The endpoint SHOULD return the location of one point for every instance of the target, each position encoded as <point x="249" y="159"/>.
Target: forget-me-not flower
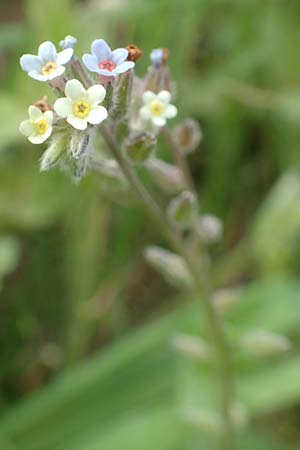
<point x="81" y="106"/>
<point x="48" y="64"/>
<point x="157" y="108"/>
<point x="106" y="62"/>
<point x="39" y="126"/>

§ EXERCISE REQUIREMENTS: Exclude every picture and copy the remaining data exactly.

§ EXPECTED OUTPUT:
The endpoint SHOULD return the location of one point for every instance of the target, each position encoded as <point x="249" y="159"/>.
Target: forget-me-not flower
<point x="81" y="106"/>
<point x="48" y="64"/>
<point x="157" y="108"/>
<point x="106" y="62"/>
<point x="39" y="126"/>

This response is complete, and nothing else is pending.